→ **SET PROBLEM**: The data must be written out once more, precisely as given.

-------------------------

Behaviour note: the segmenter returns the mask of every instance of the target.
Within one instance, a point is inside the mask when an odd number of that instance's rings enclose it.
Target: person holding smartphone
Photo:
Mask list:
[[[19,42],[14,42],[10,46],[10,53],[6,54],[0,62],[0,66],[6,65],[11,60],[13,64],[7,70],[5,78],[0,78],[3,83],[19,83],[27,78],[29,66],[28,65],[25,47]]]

-------------------------

→ **EXERCISE RESPONSE**:
Behaviour note: the segmenter returns the mask of every instance of the target.
Within one instance, a point is inside the mask when an odd number of that instance's rings enclose it.
Target: person holding smartphone
Photo:
Mask list:
[[[19,42],[14,42],[10,46],[10,53],[6,54],[0,62],[0,66],[6,65],[11,60],[13,64],[7,70],[5,78],[0,78],[3,83],[19,83],[27,78],[29,66],[28,65],[25,47]]]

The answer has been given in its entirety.